*Stored records*.

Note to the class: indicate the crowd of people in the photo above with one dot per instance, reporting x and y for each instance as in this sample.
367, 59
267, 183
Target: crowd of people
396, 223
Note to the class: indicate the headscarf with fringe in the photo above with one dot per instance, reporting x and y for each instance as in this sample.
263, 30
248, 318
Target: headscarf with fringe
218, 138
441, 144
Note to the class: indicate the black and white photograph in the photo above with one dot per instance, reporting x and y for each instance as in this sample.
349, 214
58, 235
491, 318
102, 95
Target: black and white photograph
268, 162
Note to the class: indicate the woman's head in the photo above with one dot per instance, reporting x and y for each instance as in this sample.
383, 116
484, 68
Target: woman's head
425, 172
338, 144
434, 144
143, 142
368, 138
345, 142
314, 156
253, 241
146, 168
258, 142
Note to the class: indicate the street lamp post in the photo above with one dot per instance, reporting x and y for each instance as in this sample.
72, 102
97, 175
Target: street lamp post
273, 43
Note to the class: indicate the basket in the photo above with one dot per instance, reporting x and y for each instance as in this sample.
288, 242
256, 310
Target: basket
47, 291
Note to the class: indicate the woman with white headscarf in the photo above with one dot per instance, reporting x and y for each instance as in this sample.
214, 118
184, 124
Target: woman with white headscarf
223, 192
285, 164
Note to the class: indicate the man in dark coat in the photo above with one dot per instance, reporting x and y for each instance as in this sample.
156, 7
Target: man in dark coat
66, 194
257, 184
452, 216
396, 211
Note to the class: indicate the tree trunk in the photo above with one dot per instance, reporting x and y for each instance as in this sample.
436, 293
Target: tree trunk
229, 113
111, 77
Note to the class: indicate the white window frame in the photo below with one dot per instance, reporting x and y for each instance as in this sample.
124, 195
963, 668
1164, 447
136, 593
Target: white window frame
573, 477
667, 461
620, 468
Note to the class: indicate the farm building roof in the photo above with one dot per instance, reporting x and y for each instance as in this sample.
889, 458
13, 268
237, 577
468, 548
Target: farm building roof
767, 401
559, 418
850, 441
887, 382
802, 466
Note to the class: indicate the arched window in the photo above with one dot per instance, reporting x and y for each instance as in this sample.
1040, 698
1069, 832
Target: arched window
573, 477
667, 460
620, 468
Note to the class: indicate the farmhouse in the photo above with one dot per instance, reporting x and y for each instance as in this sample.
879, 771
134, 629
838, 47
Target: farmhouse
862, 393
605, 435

*Exercise prompt*. Rewrite all the lines above, changing every "Note to the class" to "Reminder for students" and leaving the rest untouched.

*Output for this exercise*.
Reminder for students: indicate the crowd of people in the photo above with one dot per instance, reporting x and y for each instance as in this sample.
367, 59
267, 183
Target: crowd of people
396, 223
Reminder for students: indicate the headscarf with fringe in the photo above with one dot per instance, reporting x and y for each instance as in this sample.
263, 30
248, 318
Target: headscarf with fringe
218, 138
441, 144
Reminder for students: indicate the black and white photograph in the photo above with one dot per instance, reporting x and y for each instance as in this sample.
349, 214
58, 235
491, 318
102, 95
Target: black and white photograph
268, 162
Reminder for students: indicate the woman's head in the photo above with one dot per instance, reporting x and y for each instance as in this sample.
383, 116
484, 68
Target: woman's head
425, 172
338, 144
434, 144
143, 142
368, 138
345, 142
314, 156
253, 241
146, 168
258, 142
Reminder for students: indicate the street lamp post in the photo above with one dot per instance, reporting x and y for each instance as in this sample.
72, 102
97, 175
Target: street lamp post
273, 43
Reminder for students: indicate the basket in the photo above with one dot per instance, reporting x and y for each instance as in this sample.
288, 242
256, 310
Target: basket
47, 291
Reminder for students: indicate the woman with white headscarf in the photo above with one dot per instance, reporting x and y for each instance as in this sample.
214, 118
184, 124
Target: woman with white headscarf
223, 192
285, 164
Reminder for students: indicate the man in dark coat in the photo above with one dot per instance, reporting x and y for each instance as in this sample.
156, 7
Target: man in dark coat
66, 194
257, 184
452, 216
396, 211
Reminder for students: indicate the tree trunk in the photo above with one dot per instance, reporting x and y for each instance as in this sample.
436, 293
Target: tree trunk
229, 113
111, 77
Reminder for students: indicate the white window frame in the photo below with one dot per instance, reporting x and y for each instance as in this sample.
124, 195
963, 668
1164, 447
136, 593
Target: white window frame
573, 477
667, 461
620, 468
Reminder for students: indicate the farm building roof in the photo above with one dot per instance, reporting x and y for each instance as in this sample.
889, 458
13, 268
237, 577
468, 548
Target: farm building roof
767, 401
559, 418
850, 441
887, 382
802, 466
Reminder for students: indicate the arched window in the photo above with one dot per instance, reporting x and y for each instance as in this sample.
1040, 698
1069, 832
Target: arched window
573, 477
667, 460
620, 468
Reminder for students: indicate the farmhouse in the photo above with one dot per instance, reporting x and y for each instance as in this sample.
879, 771
134, 629
838, 47
Target: farmhouse
862, 393
605, 435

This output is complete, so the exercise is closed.